# PROVIDED PASSAGE
>>>

Three 5 mW lasers with a wavelength of 405 nm were used. The lasers were mounted on the extruder frame using gimbal mountings, as shown in Figure 4 below. The laser spot size could be adjusted using the screw-mounted aperture on each laser. Since minimal spreading of light from the laser diodes was observed, the lasers could be mounted further from the nozzle than was the case for the UV LEDs. This position adjustment, along with the removal of the nozzle tip, helped to mitigate issue 6 above from a mechanical perspective, since collisions of the extrusion bed with the light source were avoided, and the chance of collisions of the nozzle with previously extruded segments was reduced. The improvements in extrusion speed, which were facilitated by the implementation of lasers, are discussed in the experimentation section.

Issue 4 above was solved by replacing the extrusion bed surface with sand-blasted glass. This material was chosen owing to its high diffractivity. Testing confirmed that nozzle blockage when the nozzle and bed were in close proximity was no longer observed.

Issue 5 was solved by using a UV box for the separate curing of horizontal segments. In this case, gel would be deposited by the extruder without activating the UV lasers. The bed would then be moved to the UV box where curing was performed using LEDs. Nozzle blockage during horizontal extrusion was completely avoided using this strategy; and the UV box could also be used for the post-curing of extruded parts. Figure 5 below shows the extruder with the UV box attached.

3.2 Extrusion process development

Concurrent with the implementation of hardware upgrades, improvements were made to the MATLAB toolpath planning and generation algorithms to increase the functionality of the system and the range of viable toolpaths. These improvements are discussed below.

3.2.1 Improvements in single-segment extrusions

Several changes were implemented to improve the quality of the single-segment extrusions. The extrusion of each segment was divided into three phases: initiation, extrusion, and termination. As discussed previously by Kirkman et al. [10], initiation consisted of priming and 'lights-off' extrusion. Parameters for determining the priming distance and the height above which the lasers would be activated were retained. Passive inclination control for limiting bed tilt during the extrusion phase was also retained. For the termination phase, retraction of the extruder had not previously been implemented, and this resulted in the gel oozing after the extruder had been deactivated. A retraction distance, or distance of extrusion with diameter equal to the nozzle diameter, was introduced as a new parameter that was implemented by activating the extruder in reverse until the specified distance had been traversed by the linear actuator. Minor hardware adjustments were required to allow for the effective retraction of the extruder, and several tests were performed to determine a suitable retraction distance. Retraction resulted in a significant improvement in the termination phase for each segment, and also improved the quality of horizontal segments. The priming distance for each segment subsequent to the implementation of retraction took into account the retraction distance that had to be re-traced by the linear actuator before priming could begin.

<<<

# DATA LISTING
>>>

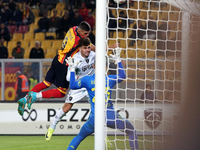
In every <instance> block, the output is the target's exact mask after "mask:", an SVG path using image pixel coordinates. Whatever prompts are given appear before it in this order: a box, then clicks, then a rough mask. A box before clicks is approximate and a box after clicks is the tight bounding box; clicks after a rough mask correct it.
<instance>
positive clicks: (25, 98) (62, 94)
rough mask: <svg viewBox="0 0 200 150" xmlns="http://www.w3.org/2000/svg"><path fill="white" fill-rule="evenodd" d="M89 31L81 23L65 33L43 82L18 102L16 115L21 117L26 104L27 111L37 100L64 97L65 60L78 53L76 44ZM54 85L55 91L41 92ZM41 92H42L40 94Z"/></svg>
mask: <svg viewBox="0 0 200 150" xmlns="http://www.w3.org/2000/svg"><path fill="white" fill-rule="evenodd" d="M90 31H91V27H90V25H89V24H88V23H87V22H85V21H83V22H81V23H80V24H79V26H74V27H72V28H70V29H69V31H68V32H67V34H66V36H65V38H64V40H63V42H62V46H61V48H60V50H58V54H57V55H56V56H55V57H54V59H53V61H52V63H51V67H50V69H49V70H48V72H47V74H46V77H45V80H44V81H43V82H41V83H38V84H36V85H35V86H34V87H33V89H32V90H31V92H29V94H28V95H26V96H25V97H24V98H21V99H19V100H18V104H19V106H18V113H19V114H20V115H21V116H22V115H23V113H24V108H25V105H26V103H27V104H28V109H30V108H31V105H32V103H34V102H35V101H36V99H38V98H62V97H64V96H65V94H66V92H67V89H68V86H69V82H68V81H67V80H66V75H67V70H68V64H67V63H66V61H65V59H66V58H67V57H69V56H73V55H75V54H76V53H77V52H78V51H79V46H78V42H79V40H80V39H82V38H85V37H88V36H89V32H90ZM90 47H91V49H92V50H93V51H95V46H94V45H92V44H91V46H90ZM52 84H54V85H55V86H56V87H57V89H50V90H46V91H42V90H44V89H46V88H48V87H50V86H51V85H52ZM41 91H42V92H41Z"/></svg>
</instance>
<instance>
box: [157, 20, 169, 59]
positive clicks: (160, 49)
mask: <svg viewBox="0 0 200 150" xmlns="http://www.w3.org/2000/svg"><path fill="white" fill-rule="evenodd" d="M166 39H167V22H166V20H163V21H162V22H161V24H160V25H159V26H158V31H157V49H158V51H157V55H162V56H164V51H163V50H165V49H166V42H165V40H166ZM159 50H161V51H159Z"/></svg>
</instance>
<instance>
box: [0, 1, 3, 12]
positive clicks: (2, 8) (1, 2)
mask: <svg viewBox="0 0 200 150" xmlns="http://www.w3.org/2000/svg"><path fill="white" fill-rule="evenodd" d="M3 8H4V6H3V0H0V10H1V9H3Z"/></svg>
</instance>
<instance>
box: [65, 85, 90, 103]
mask: <svg viewBox="0 0 200 150" xmlns="http://www.w3.org/2000/svg"><path fill="white" fill-rule="evenodd" d="M84 97H87V100H89V96H88V92H87V90H86V89H85V88H82V89H78V90H71V89H70V91H69V93H68V94H67V97H66V100H65V102H66V103H75V102H78V101H79V100H81V99H82V98H84Z"/></svg>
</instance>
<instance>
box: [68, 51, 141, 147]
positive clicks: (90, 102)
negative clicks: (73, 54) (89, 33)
mask: <svg viewBox="0 0 200 150" xmlns="http://www.w3.org/2000/svg"><path fill="white" fill-rule="evenodd" d="M115 51H116V54H115V55H111V56H112V57H113V58H115V59H116V62H117V63H118V67H119V68H118V72H119V74H117V75H108V76H106V77H105V78H106V83H105V85H106V86H105V88H106V89H107V94H106V95H105V96H106V97H108V96H111V92H112V89H113V87H114V86H115V84H116V83H117V82H118V83H120V82H122V81H123V79H125V78H126V74H125V72H124V70H123V69H124V68H123V65H122V63H121V59H120V52H121V50H120V49H119V48H116V49H115ZM68 64H69V67H70V71H71V76H70V88H71V89H80V88H83V87H84V88H86V89H87V91H88V94H89V97H90V105H91V113H90V116H89V118H88V120H87V122H86V123H85V124H84V125H83V126H82V128H81V130H80V132H79V134H78V135H77V136H76V137H74V138H73V140H72V141H71V143H70V144H69V146H68V148H67V150H75V149H77V147H78V145H79V144H80V143H81V141H82V140H84V139H85V138H86V137H87V136H88V135H90V134H92V133H93V132H94V112H95V110H94V109H95V107H94V105H95V74H94V75H91V76H85V77H83V78H81V79H78V80H77V81H76V79H75V66H76V64H74V63H73V61H72V58H71V57H69V58H68ZM106 103H107V112H106V114H107V116H106V117H107V119H108V120H107V122H106V123H107V126H108V127H110V128H117V129H120V130H124V131H125V132H126V133H127V135H128V136H129V143H130V147H131V150H136V149H139V146H138V140H137V134H136V130H135V129H134V127H133V125H132V124H131V123H130V122H129V121H128V120H127V119H125V118H123V117H122V116H120V115H119V114H118V113H117V112H116V111H115V110H114V107H113V104H112V101H111V100H109V99H108V101H107V99H106Z"/></svg>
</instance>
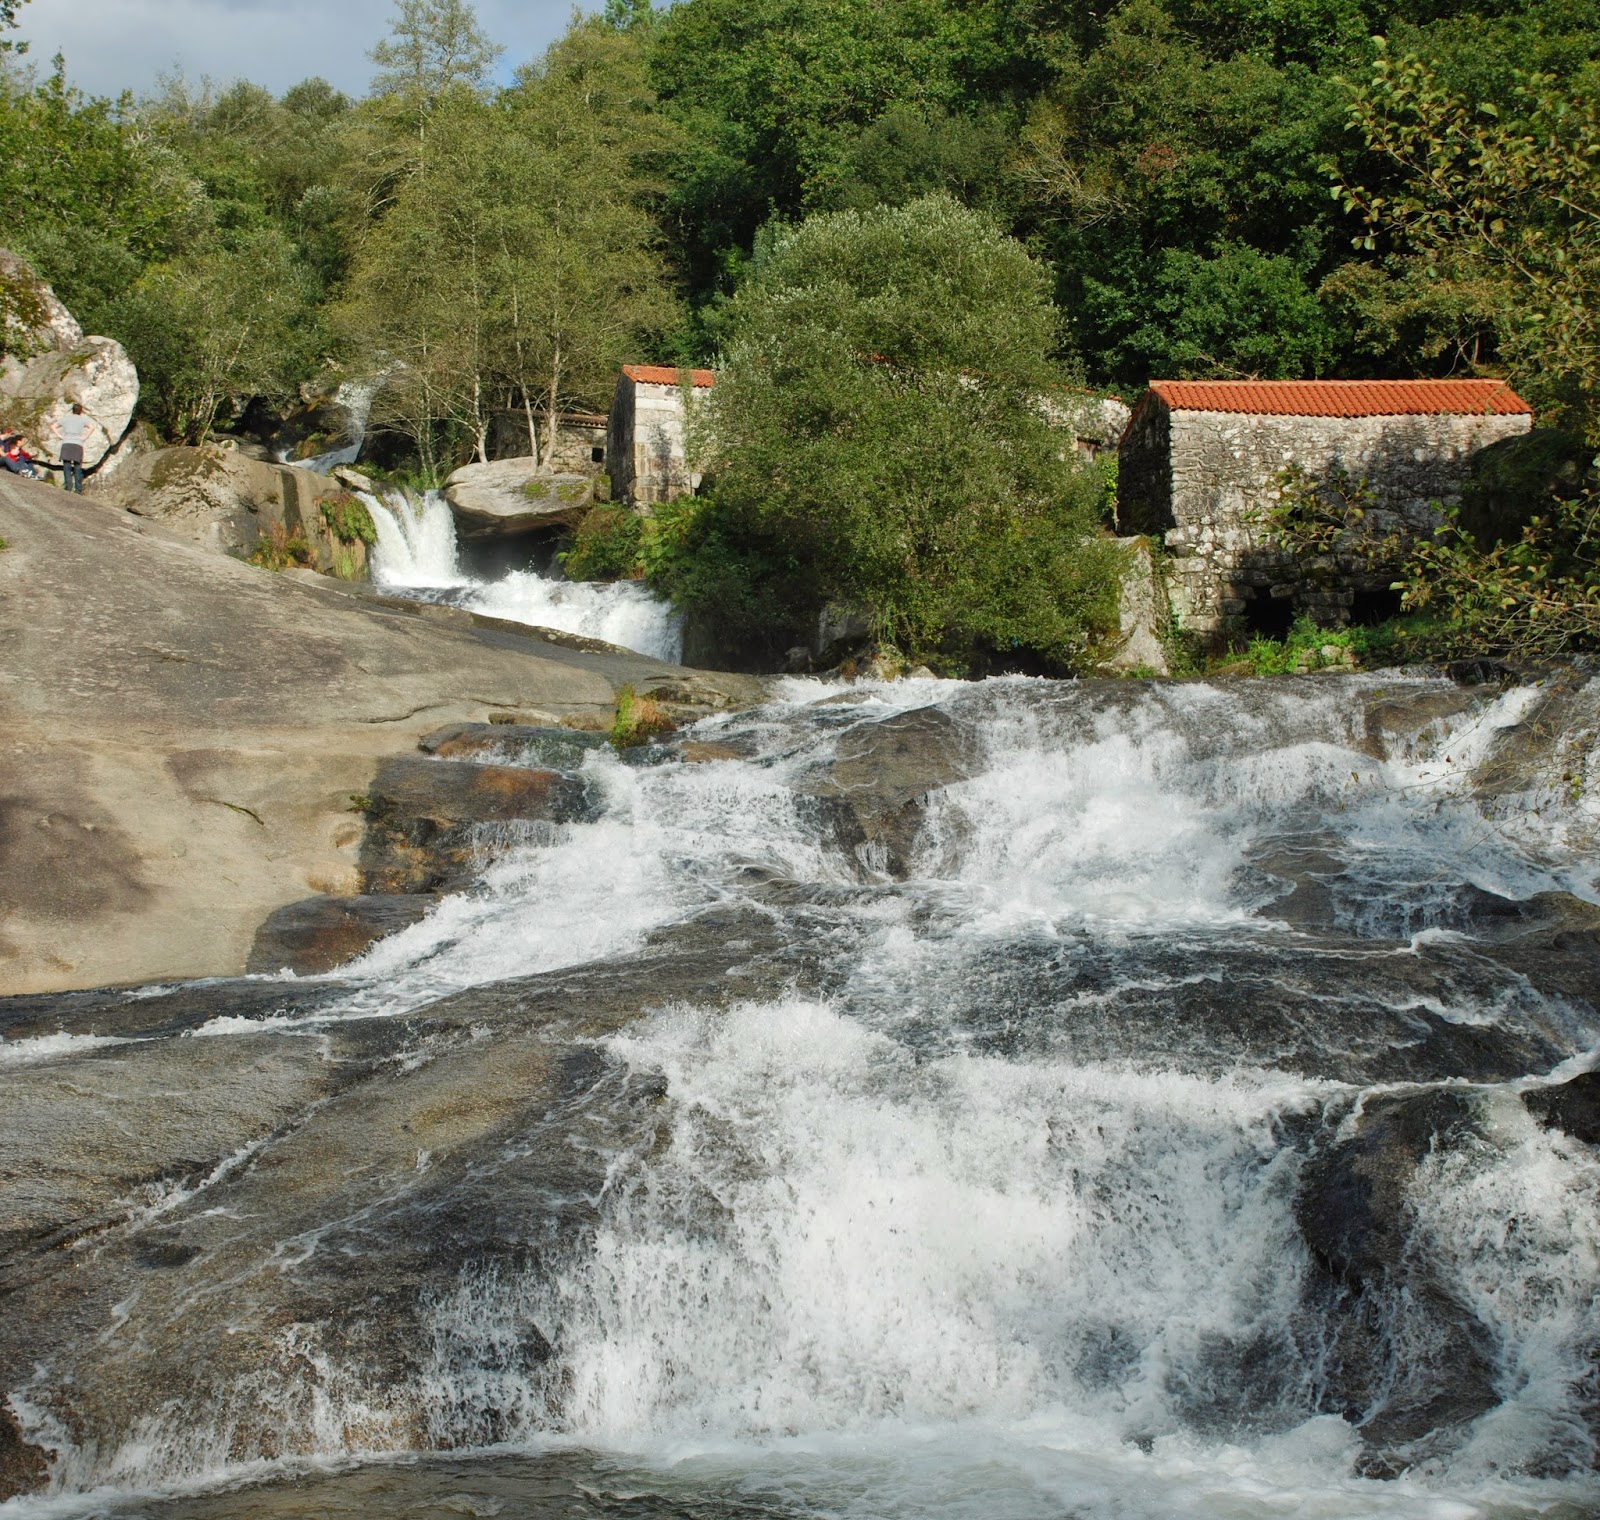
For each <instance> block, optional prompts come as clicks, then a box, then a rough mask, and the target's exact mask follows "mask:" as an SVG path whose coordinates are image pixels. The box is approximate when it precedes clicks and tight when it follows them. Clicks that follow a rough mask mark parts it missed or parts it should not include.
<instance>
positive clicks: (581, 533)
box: [560, 507, 643, 581]
mask: <svg viewBox="0 0 1600 1520" xmlns="http://www.w3.org/2000/svg"><path fill="white" fill-rule="evenodd" d="M642 538H643V525H642V523H640V518H638V514H637V512H629V510H627V509H624V507H590V509H589V510H587V512H586V514H584V517H582V522H579V523H578V526H576V528H574V530H573V539H571V544H570V546H568V547H566V549H565V550H563V552H562V555H560V562H562V570H565V571H566V576H568V579H571V581H618V579H627V578H630V576H637V574H638V573H640V565H638V550H640V542H642Z"/></svg>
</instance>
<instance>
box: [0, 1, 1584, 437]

<<<

# STUDY QUESTIONS
1. Within the records, begin at the first line and stop after the line that has "rough mask: <svg". Switch "positive clicks" to "foreground clicks" throughout that stretch, keep everything else unchanged, and leave out the pictures.
2. Proceed with the passage on the laser-cured gel extrusion system from the point where it stops.

# REPLIES
1.
In every <instance> block, the output is the target's exact mask after "mask:", an SVG path using image pixel coordinates. Whatever prompts are given appear before it in this order: a box, then clicks, then a rough mask. A box before clicks is approximate and a box after clicks is the tight bounding box; clicks after a rough mask correct it.
<instance>
foreground clicks: (25, 98) (62, 94)
rough mask: <svg viewBox="0 0 200 150" xmlns="http://www.w3.org/2000/svg"><path fill="white" fill-rule="evenodd" d="M89 31L81 23L65 33L43 82L18 102L16 115L21 117L26 104L27 111L37 100L64 97L65 60L78 53L76 44ZM54 85L55 91L41 92ZM41 92H42L40 94Z"/></svg>

2.
Issue 3 above was addressed by making small control adjustments to the system. Initially the extrusion diameter was kept equal to the nozzle diameter by matching the extrusion flow rate with the robot tool speed, where the tool speed specified the speed of the segment being extruded at the point where the segment met the nozzle exit. The restriction to constant diameters limited the geometric freedom offered by the system. To extrude variable diameters, one of two approaches could be used: either the tool speed could be changed while keeping the extruder flow rate constant; or the extruder flow rate could be adjusted while keeping the tool speed constant. The first option was selected, as this made it possible to maintain control over the gel curing rate, and simplified the control of the extruder, since the extrusion flow rate would remain constant while extruding a range of diameters. For each geometry point used as input to the MATLAB toolpath generation algorithm, a diameter tag was added. The equation below was used to determine the tool speed for each move, by equating the extruder flow rate within and outside the nozzle.

In Equation 1 above, v_gelcorresponds to the flow velocity of the gel within the nozzle. D_toolis the diameter of the extrusion outside the nozzle exit, and v_toolis the necessary robot tool speed to ensure that the desired diameter was obtained while using a constant extruder flow rate. Figure 6 below illustrates the above variables, and shows examples of samples extruded using the above approach.

The range of feasible diameters that were demonstrated during testing is discussed in the experimentation section.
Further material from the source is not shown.